→ **Supplied data**:
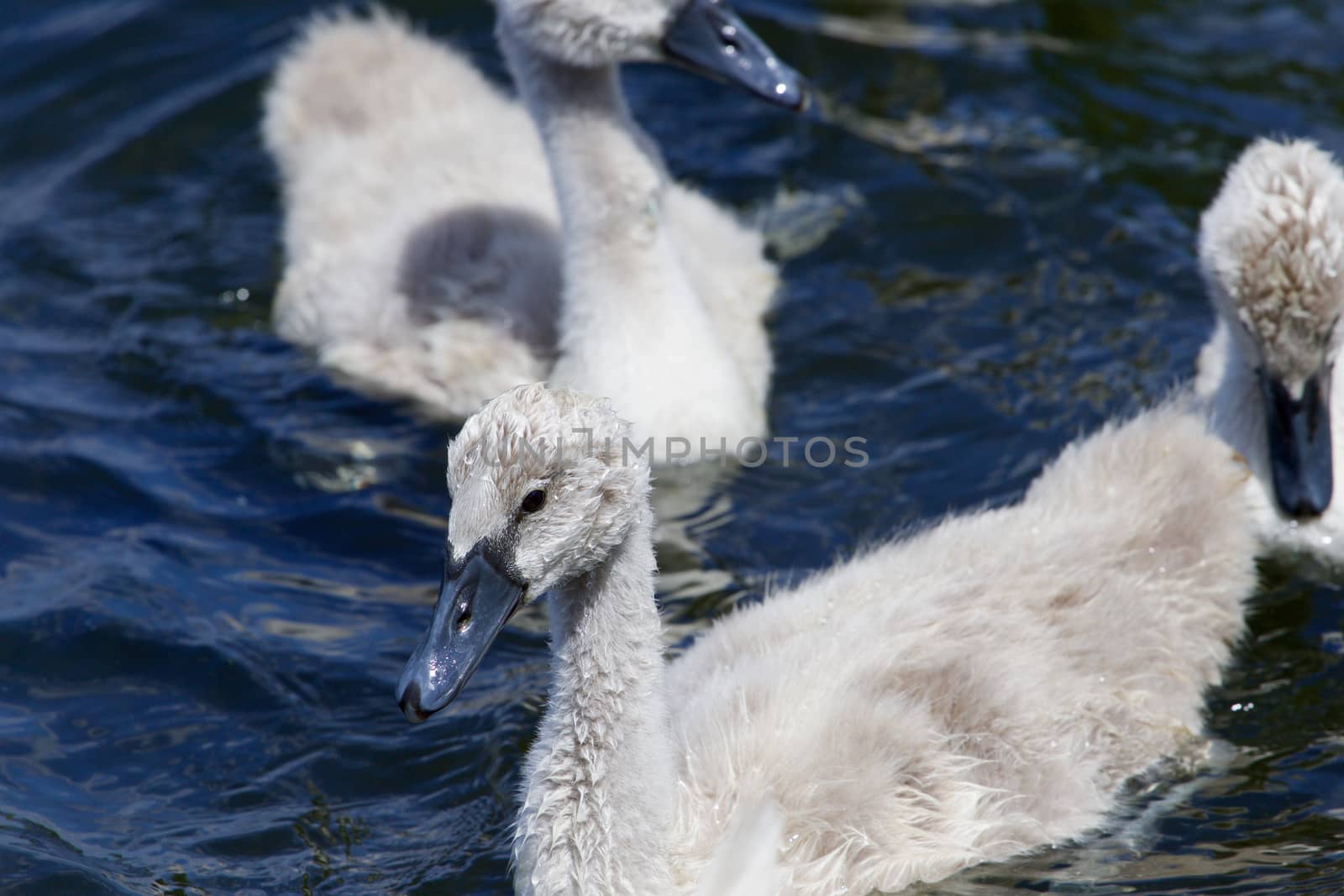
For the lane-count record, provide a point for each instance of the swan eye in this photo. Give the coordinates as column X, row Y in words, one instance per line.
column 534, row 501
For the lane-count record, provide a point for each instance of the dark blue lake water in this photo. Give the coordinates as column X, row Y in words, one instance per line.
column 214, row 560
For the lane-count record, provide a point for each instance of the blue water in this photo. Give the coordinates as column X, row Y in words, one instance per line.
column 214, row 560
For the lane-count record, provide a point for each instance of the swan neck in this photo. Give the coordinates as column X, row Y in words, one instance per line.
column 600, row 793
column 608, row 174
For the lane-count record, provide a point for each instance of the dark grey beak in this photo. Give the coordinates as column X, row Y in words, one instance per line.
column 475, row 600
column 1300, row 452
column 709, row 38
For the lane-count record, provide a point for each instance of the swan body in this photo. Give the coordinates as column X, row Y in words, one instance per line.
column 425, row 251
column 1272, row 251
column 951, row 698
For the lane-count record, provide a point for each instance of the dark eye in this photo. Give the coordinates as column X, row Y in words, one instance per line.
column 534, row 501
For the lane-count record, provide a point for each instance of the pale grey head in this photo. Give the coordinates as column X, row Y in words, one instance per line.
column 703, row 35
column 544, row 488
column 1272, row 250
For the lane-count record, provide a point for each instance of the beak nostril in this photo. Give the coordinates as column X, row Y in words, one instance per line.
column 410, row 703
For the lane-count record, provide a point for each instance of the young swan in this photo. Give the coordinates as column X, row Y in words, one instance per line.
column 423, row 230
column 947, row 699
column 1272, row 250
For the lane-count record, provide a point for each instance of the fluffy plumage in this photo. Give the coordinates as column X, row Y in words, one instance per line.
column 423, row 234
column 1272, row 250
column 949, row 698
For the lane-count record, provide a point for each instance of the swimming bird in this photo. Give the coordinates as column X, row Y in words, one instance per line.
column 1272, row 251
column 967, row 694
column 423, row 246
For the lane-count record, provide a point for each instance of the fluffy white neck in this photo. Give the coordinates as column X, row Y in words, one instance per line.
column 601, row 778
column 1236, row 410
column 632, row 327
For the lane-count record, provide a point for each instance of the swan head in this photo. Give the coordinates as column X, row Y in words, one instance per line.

→ **Set task**:
Repeat the part of the records that opens with the line containing "the dark grey" and closes with the line containing "column 632, row 327", copying each line exactly and including both of those lines.

→ **The reply**:
For the lane-count record, provide a point for each instance of the dark grey beak in this photo. Give the coordinates as column X, row Y in words, one instance per line.
column 475, row 600
column 1300, row 452
column 709, row 38
For the lane-count record, provide a point for each instance of the swan body in this photo. Give the coordinates as column X, row Y in words, one instance per line.
column 425, row 251
column 1272, row 251
column 951, row 698
For the lane-count record, provide a point for each instance of the dark eye in this photo. Give the coordinates as column X, row Y in words, one instance per line.
column 534, row 501
For the lane-count record, provide a point for each instance of the pale grey head in this photo. Give the coordinates as column X, row Y in words, one instance per line.
column 703, row 35
column 544, row 488
column 1272, row 250
For the lane-count record, provide a point for each instance of the beak nostril in this photo. Give the coordinates as column X, row Y in words, one instance per line.
column 410, row 703
For the lane-count record, provide a point for each instance of the young swan in this photo. Give the coordinates as column X, row Y in words, one instance per line.
column 423, row 230
column 947, row 699
column 1272, row 250
For the lane-count record, provide a point for each instance of the fluffy plumage in this photo. Give the coordinates as column X, row Y in words, one instance per line.
column 423, row 234
column 1272, row 250
column 949, row 698
For the lane-count record, provide a point for each instance of the swimming bird in this photo. Give the coordinates as column X, row Y in words, one instance per line.
column 1272, row 251
column 967, row 694
column 423, row 246
For the lane-count record, provide a point for each instance of the fluffy white neck in this photo. Give the coordinates as column X, row Y in words, one instance per line.
column 601, row 778
column 1236, row 410
column 632, row 327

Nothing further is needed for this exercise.